### Exercise brief
Transcribe, word for word, every line from the one containing "Where can the blue" through the final line of the records, and omit the pictures.

### Task inputs
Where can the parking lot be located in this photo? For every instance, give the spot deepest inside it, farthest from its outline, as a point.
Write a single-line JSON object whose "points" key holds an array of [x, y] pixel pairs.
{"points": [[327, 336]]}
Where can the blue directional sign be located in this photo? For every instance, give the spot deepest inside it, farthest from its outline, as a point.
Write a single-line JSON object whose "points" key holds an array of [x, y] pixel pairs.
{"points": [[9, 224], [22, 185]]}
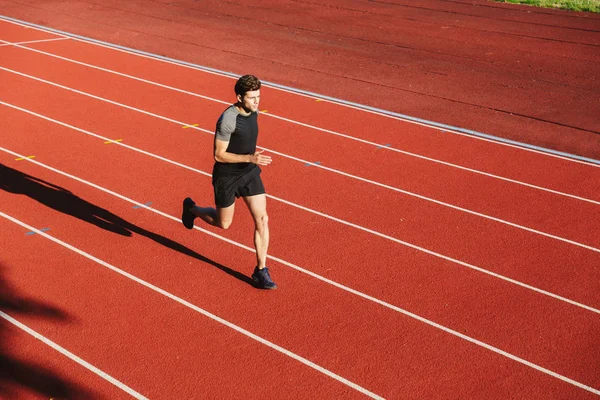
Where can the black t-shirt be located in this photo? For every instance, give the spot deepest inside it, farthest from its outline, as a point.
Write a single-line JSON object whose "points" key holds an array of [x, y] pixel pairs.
{"points": [[241, 131]]}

### Full response
Where can the blue directional sign be located in this photo? For every instance, give the spot deepest inside it, farthest from its outline, as a point.
Write a single-line JSON object whose "points" key holds an array of [x, y] pixel pairs.
{"points": [[9, 224], [22, 185]]}
Where can the black t-shirt be located in this photo? For every instance, give the spot deepest inside it, farthest from its outline, as a point.
Write a single-line JSON object whose "points" key holds an array of [x, y] pixel pairs.
{"points": [[241, 131]]}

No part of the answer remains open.